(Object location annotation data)

______

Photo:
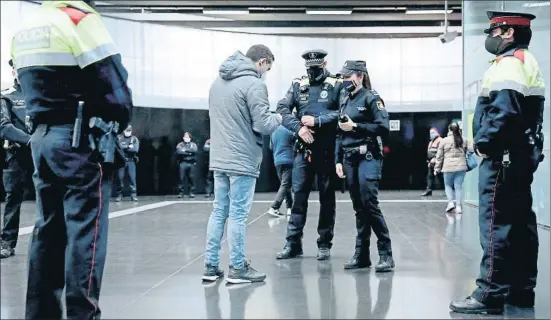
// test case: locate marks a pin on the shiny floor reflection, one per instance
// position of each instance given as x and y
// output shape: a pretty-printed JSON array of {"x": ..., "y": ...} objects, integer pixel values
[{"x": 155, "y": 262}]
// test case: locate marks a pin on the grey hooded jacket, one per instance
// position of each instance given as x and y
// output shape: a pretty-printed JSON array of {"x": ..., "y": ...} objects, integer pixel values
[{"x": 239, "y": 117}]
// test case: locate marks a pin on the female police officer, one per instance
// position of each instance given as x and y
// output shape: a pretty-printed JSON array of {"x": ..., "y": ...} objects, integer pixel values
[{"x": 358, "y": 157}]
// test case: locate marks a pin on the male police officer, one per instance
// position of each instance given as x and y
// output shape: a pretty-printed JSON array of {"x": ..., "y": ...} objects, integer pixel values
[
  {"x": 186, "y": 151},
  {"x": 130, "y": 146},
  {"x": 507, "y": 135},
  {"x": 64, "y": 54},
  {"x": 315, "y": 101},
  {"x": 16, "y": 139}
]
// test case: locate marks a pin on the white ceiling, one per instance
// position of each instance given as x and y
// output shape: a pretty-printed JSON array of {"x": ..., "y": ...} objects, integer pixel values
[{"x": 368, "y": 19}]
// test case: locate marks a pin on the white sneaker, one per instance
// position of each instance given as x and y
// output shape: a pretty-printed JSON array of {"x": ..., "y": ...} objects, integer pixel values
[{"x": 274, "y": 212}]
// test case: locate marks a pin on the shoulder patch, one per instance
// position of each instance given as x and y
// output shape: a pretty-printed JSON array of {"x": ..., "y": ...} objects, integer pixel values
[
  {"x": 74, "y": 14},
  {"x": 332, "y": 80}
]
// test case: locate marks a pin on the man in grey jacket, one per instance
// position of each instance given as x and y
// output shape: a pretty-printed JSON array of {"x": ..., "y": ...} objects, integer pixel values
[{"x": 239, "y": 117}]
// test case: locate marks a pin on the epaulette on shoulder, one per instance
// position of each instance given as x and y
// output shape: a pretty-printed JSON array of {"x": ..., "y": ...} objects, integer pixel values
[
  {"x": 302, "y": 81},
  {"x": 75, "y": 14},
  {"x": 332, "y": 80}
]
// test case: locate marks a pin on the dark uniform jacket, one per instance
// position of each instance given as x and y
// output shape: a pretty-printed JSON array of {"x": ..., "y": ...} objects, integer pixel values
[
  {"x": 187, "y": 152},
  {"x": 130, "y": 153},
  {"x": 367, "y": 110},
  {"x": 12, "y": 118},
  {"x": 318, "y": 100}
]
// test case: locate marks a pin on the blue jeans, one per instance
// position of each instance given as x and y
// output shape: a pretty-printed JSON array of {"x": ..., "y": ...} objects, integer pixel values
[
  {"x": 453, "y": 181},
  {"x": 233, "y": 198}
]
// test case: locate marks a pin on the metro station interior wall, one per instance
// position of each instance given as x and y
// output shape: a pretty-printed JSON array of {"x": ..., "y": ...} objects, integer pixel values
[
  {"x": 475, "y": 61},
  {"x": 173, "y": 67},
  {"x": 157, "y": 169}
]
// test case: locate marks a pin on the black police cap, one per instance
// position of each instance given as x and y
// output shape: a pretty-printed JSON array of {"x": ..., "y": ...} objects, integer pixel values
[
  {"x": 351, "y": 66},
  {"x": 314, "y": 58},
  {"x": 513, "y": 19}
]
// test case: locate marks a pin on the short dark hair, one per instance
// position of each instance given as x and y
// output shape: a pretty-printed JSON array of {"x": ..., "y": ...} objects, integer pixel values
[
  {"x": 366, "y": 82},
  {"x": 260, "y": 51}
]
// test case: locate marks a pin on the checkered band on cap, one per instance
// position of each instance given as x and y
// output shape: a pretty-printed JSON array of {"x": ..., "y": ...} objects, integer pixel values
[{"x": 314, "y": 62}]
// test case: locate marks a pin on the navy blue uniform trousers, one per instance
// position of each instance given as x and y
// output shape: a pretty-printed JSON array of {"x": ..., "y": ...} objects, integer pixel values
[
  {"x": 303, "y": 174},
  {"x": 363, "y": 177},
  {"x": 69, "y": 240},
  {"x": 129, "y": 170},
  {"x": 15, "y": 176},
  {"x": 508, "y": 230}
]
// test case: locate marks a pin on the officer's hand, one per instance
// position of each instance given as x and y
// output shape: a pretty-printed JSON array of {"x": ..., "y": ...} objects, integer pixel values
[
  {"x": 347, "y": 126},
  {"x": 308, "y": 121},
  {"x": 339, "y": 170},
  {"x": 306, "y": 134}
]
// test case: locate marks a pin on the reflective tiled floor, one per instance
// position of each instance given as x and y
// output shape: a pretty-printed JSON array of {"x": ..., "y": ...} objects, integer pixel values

______

WHAT IS NEEDED ▸ Copy out each line exactly, without the pictures.

TASK RESULT ▸
Photo:
// test case: locate marks a pin on the shiny floor reflection, one per instance
// position of each instance given as x and y
// output shape: a pretty-printed JSON array of {"x": ..., "y": ...} objects, integer pixel values
[{"x": 155, "y": 262}]
// test case: locate marks a pin on the grey hooded jacket, one per instance
// position of each instance given as x and y
// output shape: a pretty-printed JSON array of {"x": ..., "y": ...} objects, integer pixel values
[{"x": 239, "y": 117}]
// test case: locate marks a pin on the female police officer, one per instance
// position of each instance given as x and y
// output shape: a pretty-printed JSON array of {"x": ..., "y": ...} objects, integer pixel values
[{"x": 358, "y": 157}]
// test case: locate marks a pin on the male police officer, one per instance
// position of each instance given as x and y
// output shape: a pretty-printed JSON array of {"x": ..., "y": ...} objects, integer pixel values
[
  {"x": 186, "y": 151},
  {"x": 130, "y": 146},
  {"x": 507, "y": 135},
  {"x": 64, "y": 54},
  {"x": 315, "y": 101},
  {"x": 16, "y": 139}
]
// test case: locate marks a pin on the white ceiling, one per instance
// position of each instance given as x and y
// output shape: a pretty-printed JSON array of {"x": ..., "y": ...} objects, integer pixel values
[{"x": 368, "y": 19}]
// test case: locate marks a pin on the white sneaker, one per instance
// position of each instance given as x and y
// output shape: a pretty-printed JSON array of {"x": ..., "y": ...} objects, integer pixel values
[{"x": 274, "y": 212}]
// test case: locate marks a pin on the shoulder patch, one per instance
// position of each instance given as x and y
// output shape: a pretty-printed JSON array of {"x": ..., "y": ...} objects, integer pixel values
[
  {"x": 74, "y": 14},
  {"x": 332, "y": 80}
]
// test case: locate marks a pin on the man in grey jacket, one per instance
// position of each instance given as x and y
// output shape: a pretty-printed JSON array of {"x": ..., "y": ...} objects, integer pixel values
[{"x": 239, "y": 117}]
// test case: locate marks a pin on the epaulette on shoulder, one per instance
// position of each instance given as x and y
// output shape: a pretty-printed JSON array of {"x": ..., "y": ...} objects, integer pixel values
[
  {"x": 302, "y": 81},
  {"x": 75, "y": 14},
  {"x": 332, "y": 80}
]
// test case: locate marks a pin on the dark uniform jacket, one per instance
// position of each instance given as x and y
// output shape: a pretty-printed JSON array of {"x": ..., "y": ...} objects, integer pixel values
[
  {"x": 187, "y": 152},
  {"x": 130, "y": 153},
  {"x": 367, "y": 110},
  {"x": 12, "y": 118},
  {"x": 318, "y": 100}
]
// test case: locate marks a pin on the blue jeans, one per instance
// position of each instance given as x and y
// output shape: a pretty-printed JSON array of {"x": ..., "y": ...} objects, integer pixel values
[
  {"x": 453, "y": 181},
  {"x": 233, "y": 198}
]
// test case: locate marks a pin on the metro station interior wall, one per instance
// position of each instance given as x and y
// output shape: a pretty-printed JSON array of {"x": ..., "y": ...} objects, integer pixel values
[
  {"x": 475, "y": 61},
  {"x": 173, "y": 67},
  {"x": 157, "y": 169}
]
// test case: locate marks a pin on the black police cap, one per instance
// position of each instance given as x and y
// output shape: a pretty-printed JSON array of {"x": ..., "y": ...} objects, integer pixel values
[
  {"x": 351, "y": 66},
  {"x": 314, "y": 58},
  {"x": 513, "y": 19}
]
// test case: locate marks a pin on the short dark hair, one per instance
// position of each instance given as x and y
// output shape: a pretty-printed JSON array of {"x": ..., "y": ...} objects, integer pixel values
[
  {"x": 366, "y": 82},
  {"x": 260, "y": 51}
]
// test case: locate marks a pin on the checkered band on cap, one per instance
// position of each instance given as x and y
// output shape: a pretty-printed JSON array of {"x": ..., "y": ...} objects, integer pixel values
[{"x": 314, "y": 62}]
// test case: locate marks a pin on the navy blue uniform trousers, one per instance
// position of each instance given as x and y
// output shape: a pretty-printed JSON array of {"x": ..., "y": ...} objects, integer pixel values
[
  {"x": 303, "y": 174},
  {"x": 363, "y": 177},
  {"x": 69, "y": 240},
  {"x": 129, "y": 170},
  {"x": 15, "y": 176},
  {"x": 508, "y": 230}
]
// test case: locate marks a pin on the officer's hand, one per instance
// position of each instance given as x and y
// output shape: a pretty-printed JSON array of {"x": ..., "y": ...} objects, integer pixel values
[
  {"x": 347, "y": 126},
  {"x": 308, "y": 121},
  {"x": 339, "y": 170},
  {"x": 306, "y": 134}
]
// test case: locate marks a pin on the reflective tiled floor, one per instance
// position of each instance given as x and y
// output shape: a pretty-printed JSON array of {"x": ..., "y": ...} objects, integer pixel values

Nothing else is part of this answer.